**Excerpted passage**
▬▬▬▬▬▬▬▬▬▬
The November 2003 issue of New Democracy contains an article by Com. Pradeep Singh Thakur under the heading of "Appraisal of History Requires Analytical Perspective" The article is a critique of certain comments made in the joint statement of the recent merger of the two communist revolutionary organisations, CPI(ML), Unity Initiative and COI(ML). Questioning the rationale put forward in the joint statement behind the adoption of the name of CPI (ML) by the merged organisation, the article in New Democracy has in, hard works, taken exception to the very assessments of the then CPI(ML) and its history during the Naxalbari movement. In essence, Com. Pradeep has, in the above-mentioned article, accused the leadership of the merged organisation for veering away from the course of an objective evaluation of history, thus deviating from the teachings the great Marxist thinkers.

In Com. Pradeep's words, "The vital question then is - why did the leadership of the two organisations agree to the name [of CPI(ML)]? Their answer is "Despite committing serious blunders, the CPI(ML) gave the slogan - 'The path of Telengana and Naxalbari is our path', Proceeding from this question Com. Pradeep adds, "Lenin had taught us to remember "we should judge the parties not by their words, but by their deeds." ...... Reminding the signatories of the joint statement of the above teaching of Lenin, we will like to point out that though, according to their statement, CPI(ML) committed "serious blunders," "vulgarised Marxism-Leninism-Mao Ze-dong Thought" and "prated in words that the path of Naxalbari is our path, but in practice rejected the lessons of Naxalbari and upheld the left deviation, anarchism and terrorism of Com. Charu Mazumder," they laid importance on the words, the slogans of the party, and not on its deeds!"

The criticism raised by Com. Pradeep is indeed serious. It, on the one hand, concerns the approach generally expected to be taken by any communist, worth its name, to adopt a proper analytical perspective for objective appraisal of any event, be it a part of history. On the other hand, the particular topic in question involves such a period of upheaval and fervour that it carries a special significance to the revolutionary camp of this country as a whole even after three decades. Further the discussion is important in view of the prevailing condition of the revolutionary camp, which Com. Pradeep himself has acknowledged by such words which expressed the necessity "to go deeply into complex matters", "to analyse and study them" ... "Drawing simple conclusions ... will not do" as "then the extent to which CR forces could be united will not be done..." Definitely it is an important corollary in this prolonged phase of confusion, diverse interpretations and disarrayed existence of the communist revolutionary organisations. Naturally as a part of this we were enthused by the approach taken by Com. Pradeep at the very outset of the article. It was a welcome intervention, raising our expectations of having a glimpse of some such instances of concrete analytical appraisal.
▬▬▬▬▬▬▬▬▬▬
**Supplied information**
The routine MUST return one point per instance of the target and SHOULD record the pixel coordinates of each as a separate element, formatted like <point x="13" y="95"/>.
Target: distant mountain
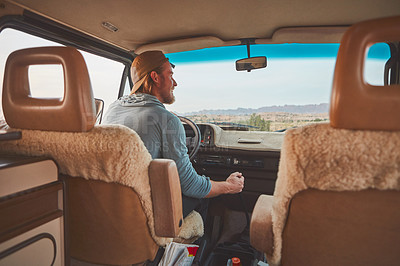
▬▬▬▬▬▬▬▬▬▬
**Task instructions**
(1) Answer these questions from the excerpt on the New Democracy critique, putting each answer on its own line:
(a) Which issue of New Democracy carries the article by Com. Pradeep Singh Thakur?
(b) Which organisations merged, according to the joint statement?
(c) Whose teaching does Com. Pradeep remind the signatories of the joint statement of?
(2) For each statement, decide whether it agrees with the excerpt on the New Democracy critique. Answer yes or no, and quote the words that decide it.
(a) The merged organisation adopted the name CPI(ML).
(b) The period under discussion holds special significance for the revolutionary camp only in its first decade.
(c) The writers regarded Com. Pradeep's article as an unwelcome intervention.
(3) Summarize the excerpt on the New Democracy critique in two sentences.

**Answers**
(1)
(a) The November 2003 issue.
(b) CPI(ML), Unity Initiative and COI(ML).
(c) Lenin's.

(2)
(a) Yes: "the adoption of the name of CPI (ML) by the merged organisation"
(b) No: "it carries a special significance to the revolutionary camp of this country as a whole even after three decades"
(c) No: "It was a welcome intervention"

(3) In the November 2003 New Democracy, Com. Pradeep Singh Thakur criticizes the joint statement on the merger of CPI(ML), Unity Initiative and COI(ML), arguing that when its leadership adopted the CPI(ML) name, it valued the old party's words and slogans over its deeds, against Lenin's teaching. The writers call this criticism serious and important given the confusion and disarray among communist revolutionary organisations, and they welcomed the approach Com. Pradeep took at the outset of the article.